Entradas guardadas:
----

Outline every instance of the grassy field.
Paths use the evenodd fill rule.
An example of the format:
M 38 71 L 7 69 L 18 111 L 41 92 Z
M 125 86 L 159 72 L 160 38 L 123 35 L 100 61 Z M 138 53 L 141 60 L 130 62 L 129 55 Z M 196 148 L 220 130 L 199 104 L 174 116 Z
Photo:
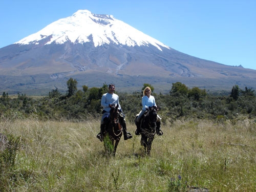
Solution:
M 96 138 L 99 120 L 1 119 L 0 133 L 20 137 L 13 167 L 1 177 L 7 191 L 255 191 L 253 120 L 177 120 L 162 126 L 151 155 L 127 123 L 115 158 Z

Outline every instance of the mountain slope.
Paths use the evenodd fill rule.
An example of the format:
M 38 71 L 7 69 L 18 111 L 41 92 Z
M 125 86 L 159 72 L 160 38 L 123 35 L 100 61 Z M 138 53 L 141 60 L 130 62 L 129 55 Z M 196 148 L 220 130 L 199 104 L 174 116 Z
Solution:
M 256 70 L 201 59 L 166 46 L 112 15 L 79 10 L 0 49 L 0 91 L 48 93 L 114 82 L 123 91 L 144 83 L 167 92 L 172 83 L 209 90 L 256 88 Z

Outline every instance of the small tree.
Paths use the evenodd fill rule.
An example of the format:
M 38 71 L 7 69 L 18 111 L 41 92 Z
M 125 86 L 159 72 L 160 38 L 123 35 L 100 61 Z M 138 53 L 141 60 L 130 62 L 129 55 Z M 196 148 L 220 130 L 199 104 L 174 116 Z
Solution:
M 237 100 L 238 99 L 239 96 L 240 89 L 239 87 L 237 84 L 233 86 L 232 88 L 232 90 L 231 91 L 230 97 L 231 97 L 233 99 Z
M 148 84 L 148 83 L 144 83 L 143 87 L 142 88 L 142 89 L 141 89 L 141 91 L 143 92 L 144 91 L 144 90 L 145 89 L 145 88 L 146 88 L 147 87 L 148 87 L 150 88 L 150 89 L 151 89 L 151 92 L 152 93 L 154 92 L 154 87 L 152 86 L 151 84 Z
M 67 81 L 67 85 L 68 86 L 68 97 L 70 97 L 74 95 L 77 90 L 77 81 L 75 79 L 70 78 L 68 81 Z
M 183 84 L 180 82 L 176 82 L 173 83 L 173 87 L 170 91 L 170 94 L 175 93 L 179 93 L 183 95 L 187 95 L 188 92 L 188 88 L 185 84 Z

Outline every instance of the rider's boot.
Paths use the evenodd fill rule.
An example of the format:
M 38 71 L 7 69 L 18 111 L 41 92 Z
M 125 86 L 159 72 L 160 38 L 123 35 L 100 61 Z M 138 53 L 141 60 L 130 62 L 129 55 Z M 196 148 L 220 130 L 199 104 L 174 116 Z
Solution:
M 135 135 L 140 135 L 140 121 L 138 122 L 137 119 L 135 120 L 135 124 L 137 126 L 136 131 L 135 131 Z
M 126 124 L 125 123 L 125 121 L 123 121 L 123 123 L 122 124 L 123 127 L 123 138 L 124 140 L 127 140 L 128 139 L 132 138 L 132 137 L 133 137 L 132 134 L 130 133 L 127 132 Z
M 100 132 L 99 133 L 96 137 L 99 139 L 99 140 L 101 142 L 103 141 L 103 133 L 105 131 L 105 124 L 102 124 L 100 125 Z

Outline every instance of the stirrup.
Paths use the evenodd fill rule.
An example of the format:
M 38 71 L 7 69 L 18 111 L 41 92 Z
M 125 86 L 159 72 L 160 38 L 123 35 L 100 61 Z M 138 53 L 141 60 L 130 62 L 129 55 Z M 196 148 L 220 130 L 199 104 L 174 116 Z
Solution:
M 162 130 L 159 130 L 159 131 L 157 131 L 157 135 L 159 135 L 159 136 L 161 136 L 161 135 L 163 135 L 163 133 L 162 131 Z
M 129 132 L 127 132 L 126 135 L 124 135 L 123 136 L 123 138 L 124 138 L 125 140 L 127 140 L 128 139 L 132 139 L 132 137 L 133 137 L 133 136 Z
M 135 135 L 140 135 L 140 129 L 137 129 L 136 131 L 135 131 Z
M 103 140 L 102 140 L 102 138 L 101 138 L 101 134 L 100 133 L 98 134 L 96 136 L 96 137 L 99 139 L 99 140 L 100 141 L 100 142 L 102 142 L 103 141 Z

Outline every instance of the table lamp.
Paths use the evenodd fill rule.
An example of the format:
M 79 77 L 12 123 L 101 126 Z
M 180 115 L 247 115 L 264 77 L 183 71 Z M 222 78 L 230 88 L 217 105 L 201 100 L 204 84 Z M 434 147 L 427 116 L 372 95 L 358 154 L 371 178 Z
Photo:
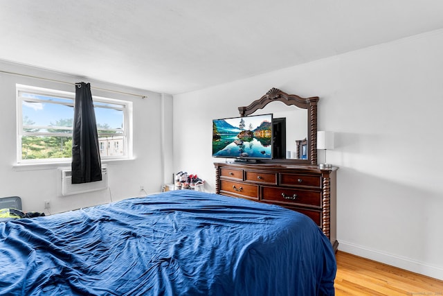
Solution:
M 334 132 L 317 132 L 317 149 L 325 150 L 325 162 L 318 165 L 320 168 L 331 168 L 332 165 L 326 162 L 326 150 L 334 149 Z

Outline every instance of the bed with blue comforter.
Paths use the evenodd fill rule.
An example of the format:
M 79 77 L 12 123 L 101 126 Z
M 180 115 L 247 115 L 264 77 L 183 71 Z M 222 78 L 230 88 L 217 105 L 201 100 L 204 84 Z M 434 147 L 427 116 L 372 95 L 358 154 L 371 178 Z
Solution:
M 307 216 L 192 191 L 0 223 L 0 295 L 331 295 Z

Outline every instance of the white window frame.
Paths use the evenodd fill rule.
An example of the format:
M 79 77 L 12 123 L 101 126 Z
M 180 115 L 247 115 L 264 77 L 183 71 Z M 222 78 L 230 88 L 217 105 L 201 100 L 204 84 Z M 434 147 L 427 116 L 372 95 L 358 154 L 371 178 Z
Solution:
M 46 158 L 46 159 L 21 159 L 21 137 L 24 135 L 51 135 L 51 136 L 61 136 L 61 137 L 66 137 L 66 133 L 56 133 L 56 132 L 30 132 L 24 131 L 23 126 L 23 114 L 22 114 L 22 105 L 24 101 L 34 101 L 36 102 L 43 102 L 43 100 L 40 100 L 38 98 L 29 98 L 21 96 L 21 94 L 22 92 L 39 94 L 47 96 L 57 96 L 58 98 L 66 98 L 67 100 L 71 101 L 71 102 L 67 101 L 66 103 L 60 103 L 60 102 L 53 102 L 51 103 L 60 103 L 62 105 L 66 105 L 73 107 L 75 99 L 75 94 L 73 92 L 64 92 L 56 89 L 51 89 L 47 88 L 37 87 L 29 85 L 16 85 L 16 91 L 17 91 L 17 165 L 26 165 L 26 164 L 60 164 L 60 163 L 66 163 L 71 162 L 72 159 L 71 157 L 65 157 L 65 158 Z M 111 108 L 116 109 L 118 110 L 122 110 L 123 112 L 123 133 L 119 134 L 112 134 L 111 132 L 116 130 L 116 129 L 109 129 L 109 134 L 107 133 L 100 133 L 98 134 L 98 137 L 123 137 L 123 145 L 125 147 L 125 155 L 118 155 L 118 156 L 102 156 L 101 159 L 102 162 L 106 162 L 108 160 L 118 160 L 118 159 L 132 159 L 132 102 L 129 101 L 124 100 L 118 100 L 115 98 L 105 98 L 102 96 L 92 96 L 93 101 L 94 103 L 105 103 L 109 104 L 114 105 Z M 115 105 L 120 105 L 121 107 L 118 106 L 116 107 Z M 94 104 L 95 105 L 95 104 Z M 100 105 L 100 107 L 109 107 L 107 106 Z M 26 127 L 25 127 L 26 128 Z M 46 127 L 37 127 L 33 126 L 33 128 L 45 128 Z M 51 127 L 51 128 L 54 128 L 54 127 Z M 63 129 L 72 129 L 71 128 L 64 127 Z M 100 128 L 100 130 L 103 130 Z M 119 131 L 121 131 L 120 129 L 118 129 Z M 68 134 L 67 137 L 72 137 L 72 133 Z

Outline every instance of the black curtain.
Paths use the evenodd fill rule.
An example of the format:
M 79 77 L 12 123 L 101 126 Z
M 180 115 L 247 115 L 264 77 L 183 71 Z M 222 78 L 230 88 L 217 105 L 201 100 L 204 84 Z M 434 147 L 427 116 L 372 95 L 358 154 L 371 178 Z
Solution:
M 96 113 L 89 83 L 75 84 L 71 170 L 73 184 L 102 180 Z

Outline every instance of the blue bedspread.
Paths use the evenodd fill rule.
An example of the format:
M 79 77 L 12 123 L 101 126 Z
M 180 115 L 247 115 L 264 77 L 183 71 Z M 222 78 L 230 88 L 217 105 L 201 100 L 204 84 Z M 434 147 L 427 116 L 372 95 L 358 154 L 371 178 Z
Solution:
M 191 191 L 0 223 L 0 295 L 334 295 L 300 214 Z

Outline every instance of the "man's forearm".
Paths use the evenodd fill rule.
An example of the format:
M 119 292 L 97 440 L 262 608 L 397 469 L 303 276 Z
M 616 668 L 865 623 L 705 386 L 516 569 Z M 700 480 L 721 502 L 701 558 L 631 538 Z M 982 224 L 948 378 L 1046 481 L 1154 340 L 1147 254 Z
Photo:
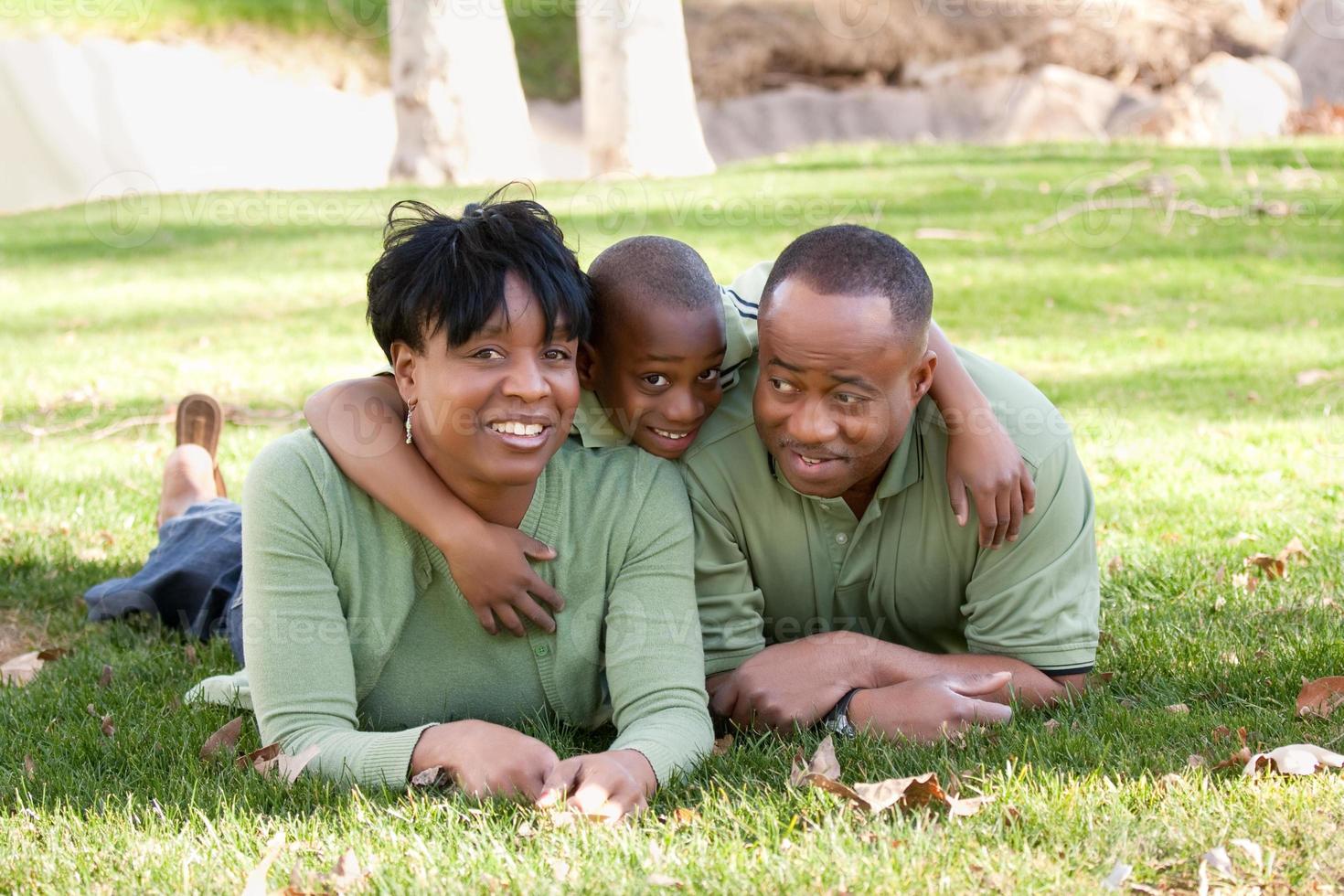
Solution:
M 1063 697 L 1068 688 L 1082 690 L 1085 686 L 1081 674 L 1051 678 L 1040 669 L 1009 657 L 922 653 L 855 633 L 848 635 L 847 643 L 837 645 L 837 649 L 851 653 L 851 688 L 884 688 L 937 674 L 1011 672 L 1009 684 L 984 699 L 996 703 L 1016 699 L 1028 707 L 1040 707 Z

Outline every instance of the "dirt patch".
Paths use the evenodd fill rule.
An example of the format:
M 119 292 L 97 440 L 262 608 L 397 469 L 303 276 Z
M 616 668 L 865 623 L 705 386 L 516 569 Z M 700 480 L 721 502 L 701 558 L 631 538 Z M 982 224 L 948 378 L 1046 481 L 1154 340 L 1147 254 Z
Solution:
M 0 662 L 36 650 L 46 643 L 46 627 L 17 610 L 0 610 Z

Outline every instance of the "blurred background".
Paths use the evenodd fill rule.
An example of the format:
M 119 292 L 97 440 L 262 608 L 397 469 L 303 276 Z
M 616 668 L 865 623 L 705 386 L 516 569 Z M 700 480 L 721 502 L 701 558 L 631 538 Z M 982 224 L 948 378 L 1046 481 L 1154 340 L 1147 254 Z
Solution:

----

### Instrucciones de la tarea
Transcribe sin cambios las líneas de los datos que van desde la que contiene "Outline every instance of the bed" hasta la que contiene "M 307 216 L", ambas incluidas.

### Resultado de la tarea
Outline every instance of the bed with blue comforter.
Paths use the evenodd fill rule.
An example of the format:
M 79 77 L 12 123 L 101 126 Z
M 180 115 L 247 115 L 264 77 L 183 71 Z M 222 78 L 230 88 L 217 105 L 201 100 L 204 84 Z M 434 147 L 427 116 L 372 95 L 358 154 L 371 178 Z
Solution:
M 307 216 L 192 191 L 0 223 L 0 295 L 331 295 Z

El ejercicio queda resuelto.